A project log for PEAC Pisano with End-Around Carry algorithm

Add X to Y and Y to X, says the song. And carry on.

yann-guidon-ygdesYann Guidon / YGDES 12/10/2021 at 03:289 Comments

The previous packing technique p4ck relied on stripping unused or irrelevant bits from each byte, and two decimal digits would fit in one byte, packed-BCD-style. It was quite efficient (close to entropy) but could not be directly examined in a text editor nor sorted with sort. Due to the crazy size of the scanning logs for w32, I must solve the most significant problem, which is the compatibility with sort.

Digging through the manual pages, I found that sort can sort binary data and I have even tested that it can select the sorting key as characters at arbitrary positions. The line and field delimiters can even be configured (see ‘--zero-terminated’ and ‘--field-separator=SEPARATOR’). Overall, it seems that sort could handle binary data but the end-of-line delimiter creates an "in-band signaling" problem. So whatever binary data is encoded, the value 0 should be avoided. As previously discussed at the end of log 91. Post-processing: the strategy is coming, the solution seems to be a "MIDI meets UTF-8" coding, where the byte's MSB selects between a normal ASCII character (MSB=0) and binary data, disguised as UTF-8 extended codes (MSB=1).

##########

▸ **Exercise details**: Resume the project log entry about making packed scan logs work with sort, starting right after its final sentence.

##########

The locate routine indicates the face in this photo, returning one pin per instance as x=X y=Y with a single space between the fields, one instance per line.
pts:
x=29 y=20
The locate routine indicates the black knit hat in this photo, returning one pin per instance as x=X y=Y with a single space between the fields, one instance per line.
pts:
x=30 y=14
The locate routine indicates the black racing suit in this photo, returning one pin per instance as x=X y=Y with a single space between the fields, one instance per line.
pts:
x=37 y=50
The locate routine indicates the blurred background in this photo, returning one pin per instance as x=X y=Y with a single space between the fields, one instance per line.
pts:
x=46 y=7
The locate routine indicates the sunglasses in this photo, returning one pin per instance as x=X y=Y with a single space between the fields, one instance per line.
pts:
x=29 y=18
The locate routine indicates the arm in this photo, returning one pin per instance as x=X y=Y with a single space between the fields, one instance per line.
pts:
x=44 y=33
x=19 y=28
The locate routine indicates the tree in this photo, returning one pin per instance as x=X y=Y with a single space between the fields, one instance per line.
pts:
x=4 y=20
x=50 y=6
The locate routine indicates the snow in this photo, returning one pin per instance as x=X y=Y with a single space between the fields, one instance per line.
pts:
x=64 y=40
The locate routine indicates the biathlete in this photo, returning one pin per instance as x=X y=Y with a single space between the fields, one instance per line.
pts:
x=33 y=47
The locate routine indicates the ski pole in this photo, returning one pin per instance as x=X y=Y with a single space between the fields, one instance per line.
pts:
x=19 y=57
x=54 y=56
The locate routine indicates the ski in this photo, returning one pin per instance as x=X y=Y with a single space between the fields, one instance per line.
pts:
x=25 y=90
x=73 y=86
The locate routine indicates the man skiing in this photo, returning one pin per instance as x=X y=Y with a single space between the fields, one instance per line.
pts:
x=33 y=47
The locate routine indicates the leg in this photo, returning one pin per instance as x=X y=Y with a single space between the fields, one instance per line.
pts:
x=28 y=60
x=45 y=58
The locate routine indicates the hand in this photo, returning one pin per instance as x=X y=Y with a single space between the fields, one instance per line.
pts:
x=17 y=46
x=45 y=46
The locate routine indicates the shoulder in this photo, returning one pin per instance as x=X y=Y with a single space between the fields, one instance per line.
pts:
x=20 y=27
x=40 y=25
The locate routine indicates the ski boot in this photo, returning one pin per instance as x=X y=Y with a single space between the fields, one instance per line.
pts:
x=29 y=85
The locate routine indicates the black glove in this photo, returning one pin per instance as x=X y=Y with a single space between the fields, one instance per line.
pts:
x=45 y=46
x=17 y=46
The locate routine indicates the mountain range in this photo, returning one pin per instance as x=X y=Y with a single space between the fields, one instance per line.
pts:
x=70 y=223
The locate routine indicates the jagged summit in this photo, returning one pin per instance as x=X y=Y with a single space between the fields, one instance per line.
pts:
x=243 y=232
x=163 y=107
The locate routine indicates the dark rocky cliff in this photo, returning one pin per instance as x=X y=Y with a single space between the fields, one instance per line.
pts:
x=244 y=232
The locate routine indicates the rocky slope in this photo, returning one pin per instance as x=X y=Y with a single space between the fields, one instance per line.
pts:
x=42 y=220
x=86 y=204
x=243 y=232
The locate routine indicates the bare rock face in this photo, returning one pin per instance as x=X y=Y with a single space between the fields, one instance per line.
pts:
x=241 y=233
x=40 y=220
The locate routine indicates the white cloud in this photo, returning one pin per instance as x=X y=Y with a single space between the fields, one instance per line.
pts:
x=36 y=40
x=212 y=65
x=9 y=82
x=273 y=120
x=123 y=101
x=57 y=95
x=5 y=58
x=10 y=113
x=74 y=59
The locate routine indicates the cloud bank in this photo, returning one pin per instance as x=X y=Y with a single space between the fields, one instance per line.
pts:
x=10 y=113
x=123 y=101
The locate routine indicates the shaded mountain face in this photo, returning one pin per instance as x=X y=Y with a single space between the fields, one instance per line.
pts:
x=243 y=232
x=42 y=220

##########

▸ **Reply to the exercise**:
There are 2 corollary side effects. First, as we can select bytes for the sort key, there is no need for encoding the key delimiter and we save 3 bytes per entry, which were required previously to separate the 4 fields. In turn, the entries are all fixed-size and must reserve enough space for the largest values. This is particularly worrying for the arc length field which can grow a LOT at the end of the fusion process. Entropy always wins in the end, as one win is also a loss.

Fixed-size entries are good though for parsing speed, where strtoull() could slow down the process with bloated code from the standard libs. Parsing speed and output speed could then be much better, while the fusion process itself is not complex (one half of the arc fusions are not processed because of the backwards directions).

As the name p7k implies, the data are sliced in chunks of 7 bits. The 8th bit is set to 1 to help sort distinguish a line end. I won't even bother encoding in base-254 because the extra entropy gain is negligible, compared to the coding complexity and execution speed. This means that we can encode numbers containing multiples of 7 bits: 7, 14, 21, 28, 35, 42, 49, 56, 63, 70...

For w32 the format is then 35, 35, 70, 35 (Xorig, Xend, arclen and arccount). 70 bits is necessary because 63 is barely enough to store the full orbit length, which is slightly over 63 bits, sadly! (so the MSByte will be mostly 0)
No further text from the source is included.